### Work order
Search the data for the word "below" and copy every line where it occurs.
#####
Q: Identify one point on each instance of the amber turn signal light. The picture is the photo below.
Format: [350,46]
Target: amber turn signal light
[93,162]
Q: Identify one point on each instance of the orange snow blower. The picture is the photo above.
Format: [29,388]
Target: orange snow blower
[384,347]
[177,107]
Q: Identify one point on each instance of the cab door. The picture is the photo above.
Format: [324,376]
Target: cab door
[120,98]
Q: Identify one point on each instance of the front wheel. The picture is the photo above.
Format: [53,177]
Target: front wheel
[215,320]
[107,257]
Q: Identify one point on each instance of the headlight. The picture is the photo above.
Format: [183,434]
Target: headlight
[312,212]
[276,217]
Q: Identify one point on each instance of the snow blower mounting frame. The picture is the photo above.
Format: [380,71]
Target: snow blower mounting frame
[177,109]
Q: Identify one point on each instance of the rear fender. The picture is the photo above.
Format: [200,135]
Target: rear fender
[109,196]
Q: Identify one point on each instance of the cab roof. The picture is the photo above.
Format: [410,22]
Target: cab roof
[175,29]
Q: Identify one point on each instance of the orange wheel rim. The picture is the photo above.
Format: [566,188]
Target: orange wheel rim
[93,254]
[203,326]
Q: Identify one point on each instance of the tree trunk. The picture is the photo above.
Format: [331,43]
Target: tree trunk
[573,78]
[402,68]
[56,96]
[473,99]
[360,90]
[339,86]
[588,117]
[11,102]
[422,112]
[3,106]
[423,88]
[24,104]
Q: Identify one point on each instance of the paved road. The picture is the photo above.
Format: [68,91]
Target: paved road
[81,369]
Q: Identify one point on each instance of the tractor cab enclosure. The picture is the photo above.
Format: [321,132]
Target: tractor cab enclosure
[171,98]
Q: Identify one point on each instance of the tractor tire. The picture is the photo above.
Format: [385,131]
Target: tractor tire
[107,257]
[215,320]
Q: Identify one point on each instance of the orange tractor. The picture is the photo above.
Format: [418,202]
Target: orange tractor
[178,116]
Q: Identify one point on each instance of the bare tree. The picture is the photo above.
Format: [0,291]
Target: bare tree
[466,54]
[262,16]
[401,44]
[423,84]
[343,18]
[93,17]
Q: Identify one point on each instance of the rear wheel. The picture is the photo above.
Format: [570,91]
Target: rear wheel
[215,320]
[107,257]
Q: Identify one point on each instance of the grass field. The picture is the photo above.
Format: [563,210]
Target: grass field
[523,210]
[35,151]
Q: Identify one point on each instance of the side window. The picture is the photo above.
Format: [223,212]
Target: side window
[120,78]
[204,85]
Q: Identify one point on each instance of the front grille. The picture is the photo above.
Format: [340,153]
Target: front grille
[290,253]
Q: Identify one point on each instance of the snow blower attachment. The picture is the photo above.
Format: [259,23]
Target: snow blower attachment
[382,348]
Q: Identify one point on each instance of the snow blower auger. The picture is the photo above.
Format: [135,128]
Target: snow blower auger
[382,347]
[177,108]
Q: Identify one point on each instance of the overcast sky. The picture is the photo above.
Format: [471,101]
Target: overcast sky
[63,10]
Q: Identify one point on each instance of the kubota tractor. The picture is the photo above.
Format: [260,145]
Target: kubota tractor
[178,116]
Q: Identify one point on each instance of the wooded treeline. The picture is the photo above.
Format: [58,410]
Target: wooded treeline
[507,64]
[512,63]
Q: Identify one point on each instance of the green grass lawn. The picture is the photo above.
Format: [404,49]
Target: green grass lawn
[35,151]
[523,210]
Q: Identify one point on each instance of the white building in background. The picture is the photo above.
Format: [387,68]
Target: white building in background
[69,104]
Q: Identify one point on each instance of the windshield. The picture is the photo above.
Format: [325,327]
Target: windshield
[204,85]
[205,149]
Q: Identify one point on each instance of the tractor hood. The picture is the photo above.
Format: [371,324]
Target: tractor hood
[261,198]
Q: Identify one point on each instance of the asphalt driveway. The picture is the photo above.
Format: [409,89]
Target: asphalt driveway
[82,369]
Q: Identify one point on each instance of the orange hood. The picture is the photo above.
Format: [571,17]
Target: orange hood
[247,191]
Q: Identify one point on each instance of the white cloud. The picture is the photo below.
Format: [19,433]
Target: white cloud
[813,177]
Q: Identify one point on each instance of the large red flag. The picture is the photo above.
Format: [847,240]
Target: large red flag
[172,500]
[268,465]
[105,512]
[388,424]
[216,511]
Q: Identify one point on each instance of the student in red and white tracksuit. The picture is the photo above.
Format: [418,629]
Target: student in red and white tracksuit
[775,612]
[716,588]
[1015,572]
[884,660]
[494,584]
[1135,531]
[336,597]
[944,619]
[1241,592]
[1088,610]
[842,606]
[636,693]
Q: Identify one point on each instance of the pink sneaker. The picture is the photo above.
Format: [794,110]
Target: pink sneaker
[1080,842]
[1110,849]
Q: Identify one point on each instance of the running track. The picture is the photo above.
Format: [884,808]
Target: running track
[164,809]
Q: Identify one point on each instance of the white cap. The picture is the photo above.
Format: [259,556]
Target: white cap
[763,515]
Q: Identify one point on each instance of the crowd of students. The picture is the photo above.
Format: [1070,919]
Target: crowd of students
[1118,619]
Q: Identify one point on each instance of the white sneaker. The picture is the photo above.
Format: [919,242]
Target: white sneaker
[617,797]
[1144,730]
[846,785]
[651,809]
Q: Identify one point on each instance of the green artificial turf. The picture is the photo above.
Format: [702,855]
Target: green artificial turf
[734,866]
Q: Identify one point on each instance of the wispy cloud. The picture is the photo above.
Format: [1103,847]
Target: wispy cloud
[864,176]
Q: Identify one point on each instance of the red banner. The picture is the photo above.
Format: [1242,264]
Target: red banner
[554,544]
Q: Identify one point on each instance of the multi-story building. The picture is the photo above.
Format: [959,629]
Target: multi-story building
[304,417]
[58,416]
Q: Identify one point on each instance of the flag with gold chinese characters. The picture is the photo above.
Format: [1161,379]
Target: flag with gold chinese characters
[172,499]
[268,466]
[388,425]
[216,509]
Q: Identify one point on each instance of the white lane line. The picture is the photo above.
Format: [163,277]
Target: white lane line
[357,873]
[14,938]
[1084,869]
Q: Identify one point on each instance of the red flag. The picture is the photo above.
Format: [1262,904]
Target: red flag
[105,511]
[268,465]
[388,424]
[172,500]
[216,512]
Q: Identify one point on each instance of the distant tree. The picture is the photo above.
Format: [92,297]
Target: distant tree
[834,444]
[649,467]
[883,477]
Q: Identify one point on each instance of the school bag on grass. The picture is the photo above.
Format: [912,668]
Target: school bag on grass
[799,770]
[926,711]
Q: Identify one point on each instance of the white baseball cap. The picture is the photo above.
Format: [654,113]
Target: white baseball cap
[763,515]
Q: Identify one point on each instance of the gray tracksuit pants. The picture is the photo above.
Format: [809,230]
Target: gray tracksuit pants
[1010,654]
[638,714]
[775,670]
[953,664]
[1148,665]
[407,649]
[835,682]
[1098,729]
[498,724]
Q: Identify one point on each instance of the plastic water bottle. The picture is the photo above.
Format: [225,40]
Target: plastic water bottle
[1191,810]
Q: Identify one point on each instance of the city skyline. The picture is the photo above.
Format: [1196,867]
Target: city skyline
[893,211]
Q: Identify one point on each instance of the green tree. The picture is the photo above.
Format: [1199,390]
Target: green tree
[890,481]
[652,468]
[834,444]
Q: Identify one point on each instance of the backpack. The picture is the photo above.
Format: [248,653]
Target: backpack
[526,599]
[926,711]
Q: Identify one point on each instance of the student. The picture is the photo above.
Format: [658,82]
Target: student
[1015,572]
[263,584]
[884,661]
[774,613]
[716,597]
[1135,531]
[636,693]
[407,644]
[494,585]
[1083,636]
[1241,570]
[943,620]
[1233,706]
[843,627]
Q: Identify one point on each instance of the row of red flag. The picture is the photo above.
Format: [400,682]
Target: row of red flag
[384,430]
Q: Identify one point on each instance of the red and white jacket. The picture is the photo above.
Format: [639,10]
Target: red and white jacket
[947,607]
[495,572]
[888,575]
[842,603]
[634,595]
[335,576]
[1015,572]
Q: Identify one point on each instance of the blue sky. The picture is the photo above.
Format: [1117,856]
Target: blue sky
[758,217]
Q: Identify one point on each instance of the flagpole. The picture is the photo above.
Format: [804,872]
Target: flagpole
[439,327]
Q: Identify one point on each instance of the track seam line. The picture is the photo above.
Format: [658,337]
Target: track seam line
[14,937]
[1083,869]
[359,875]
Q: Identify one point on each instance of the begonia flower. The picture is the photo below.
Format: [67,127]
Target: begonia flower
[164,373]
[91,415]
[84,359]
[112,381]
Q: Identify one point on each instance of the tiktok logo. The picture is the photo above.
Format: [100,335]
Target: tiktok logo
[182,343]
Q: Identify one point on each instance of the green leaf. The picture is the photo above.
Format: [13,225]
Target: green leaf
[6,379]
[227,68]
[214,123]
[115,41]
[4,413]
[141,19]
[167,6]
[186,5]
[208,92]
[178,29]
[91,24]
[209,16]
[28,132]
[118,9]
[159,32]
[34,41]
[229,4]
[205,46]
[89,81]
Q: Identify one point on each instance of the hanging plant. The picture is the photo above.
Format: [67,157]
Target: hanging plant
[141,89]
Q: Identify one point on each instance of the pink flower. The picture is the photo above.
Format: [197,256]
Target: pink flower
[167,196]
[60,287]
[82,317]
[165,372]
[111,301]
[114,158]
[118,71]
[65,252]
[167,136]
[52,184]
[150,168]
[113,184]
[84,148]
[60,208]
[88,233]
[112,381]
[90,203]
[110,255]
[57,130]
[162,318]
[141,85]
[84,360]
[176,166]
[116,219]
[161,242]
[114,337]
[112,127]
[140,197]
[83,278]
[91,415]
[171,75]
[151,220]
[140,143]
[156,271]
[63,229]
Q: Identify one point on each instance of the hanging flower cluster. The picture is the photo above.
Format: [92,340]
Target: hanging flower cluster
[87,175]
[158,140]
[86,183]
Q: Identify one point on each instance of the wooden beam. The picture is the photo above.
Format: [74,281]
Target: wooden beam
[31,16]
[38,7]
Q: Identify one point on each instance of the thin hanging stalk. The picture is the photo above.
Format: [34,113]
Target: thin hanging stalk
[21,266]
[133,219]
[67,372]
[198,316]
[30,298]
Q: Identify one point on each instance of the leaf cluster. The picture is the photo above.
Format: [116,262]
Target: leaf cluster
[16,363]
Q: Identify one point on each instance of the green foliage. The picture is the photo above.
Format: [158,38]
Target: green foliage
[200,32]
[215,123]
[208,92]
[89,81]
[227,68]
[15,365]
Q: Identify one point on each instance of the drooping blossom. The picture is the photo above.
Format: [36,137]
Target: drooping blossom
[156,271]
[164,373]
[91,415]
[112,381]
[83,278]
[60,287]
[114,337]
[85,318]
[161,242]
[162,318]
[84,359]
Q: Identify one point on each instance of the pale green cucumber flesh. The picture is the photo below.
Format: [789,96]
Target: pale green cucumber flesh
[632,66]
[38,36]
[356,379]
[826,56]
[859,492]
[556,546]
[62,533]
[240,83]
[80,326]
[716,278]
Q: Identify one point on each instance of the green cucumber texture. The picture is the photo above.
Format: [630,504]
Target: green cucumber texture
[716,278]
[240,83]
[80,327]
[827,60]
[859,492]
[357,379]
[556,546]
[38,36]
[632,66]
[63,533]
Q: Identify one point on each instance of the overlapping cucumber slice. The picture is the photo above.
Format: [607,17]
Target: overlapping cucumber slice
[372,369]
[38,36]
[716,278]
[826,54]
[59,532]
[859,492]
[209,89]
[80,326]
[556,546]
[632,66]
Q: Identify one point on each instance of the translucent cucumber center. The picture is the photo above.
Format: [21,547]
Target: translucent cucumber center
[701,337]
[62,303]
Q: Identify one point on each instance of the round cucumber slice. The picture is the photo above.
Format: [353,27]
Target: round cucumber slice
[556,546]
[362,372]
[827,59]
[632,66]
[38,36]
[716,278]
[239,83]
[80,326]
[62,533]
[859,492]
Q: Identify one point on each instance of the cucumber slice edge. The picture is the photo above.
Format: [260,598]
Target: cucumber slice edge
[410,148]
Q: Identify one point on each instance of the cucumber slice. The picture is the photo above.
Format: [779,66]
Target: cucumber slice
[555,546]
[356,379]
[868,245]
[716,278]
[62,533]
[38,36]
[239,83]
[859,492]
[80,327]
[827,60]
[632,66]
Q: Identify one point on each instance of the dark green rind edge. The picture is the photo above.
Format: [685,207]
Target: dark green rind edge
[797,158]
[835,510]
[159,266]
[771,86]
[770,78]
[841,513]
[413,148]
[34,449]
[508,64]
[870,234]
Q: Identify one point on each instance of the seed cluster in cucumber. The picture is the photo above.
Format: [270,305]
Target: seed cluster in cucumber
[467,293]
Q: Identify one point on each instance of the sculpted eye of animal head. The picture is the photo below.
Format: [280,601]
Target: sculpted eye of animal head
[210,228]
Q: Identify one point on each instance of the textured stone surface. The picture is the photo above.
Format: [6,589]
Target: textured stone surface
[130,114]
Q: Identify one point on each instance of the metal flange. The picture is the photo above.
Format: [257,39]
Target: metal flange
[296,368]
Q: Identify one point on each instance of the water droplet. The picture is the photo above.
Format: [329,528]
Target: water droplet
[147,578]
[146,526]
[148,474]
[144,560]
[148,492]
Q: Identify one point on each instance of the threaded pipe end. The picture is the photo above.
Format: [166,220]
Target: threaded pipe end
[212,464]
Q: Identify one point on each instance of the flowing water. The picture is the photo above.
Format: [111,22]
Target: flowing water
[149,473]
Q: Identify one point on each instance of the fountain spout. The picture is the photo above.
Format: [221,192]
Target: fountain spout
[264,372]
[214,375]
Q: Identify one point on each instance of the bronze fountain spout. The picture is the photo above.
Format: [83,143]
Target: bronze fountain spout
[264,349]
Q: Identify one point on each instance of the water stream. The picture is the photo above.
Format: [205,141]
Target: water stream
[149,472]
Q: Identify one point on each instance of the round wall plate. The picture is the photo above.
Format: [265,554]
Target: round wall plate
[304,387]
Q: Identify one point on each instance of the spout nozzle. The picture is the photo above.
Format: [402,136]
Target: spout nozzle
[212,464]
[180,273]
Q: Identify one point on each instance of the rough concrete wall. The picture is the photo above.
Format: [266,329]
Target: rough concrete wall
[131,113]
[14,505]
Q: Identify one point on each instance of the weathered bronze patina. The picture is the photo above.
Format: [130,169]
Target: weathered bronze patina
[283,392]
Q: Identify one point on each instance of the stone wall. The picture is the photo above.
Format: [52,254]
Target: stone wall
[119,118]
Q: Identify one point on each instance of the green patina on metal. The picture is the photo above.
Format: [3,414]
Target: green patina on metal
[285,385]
#####
### Result
Q: Identify one point on each instance of the amber turn signal light. The picture is the photo below.
Q: Identify one point on each instance of the white cloud. The picture is the photo below.
Q: Identify one point on each instance of the begonia flower. The picture is the photo below.
Q: Identify one point on each instance of the pale green cucumber flesh. The picture is the photo below.
Q: Identify one point on each instance of the sculpted eye of animal head. The picture is the photo below.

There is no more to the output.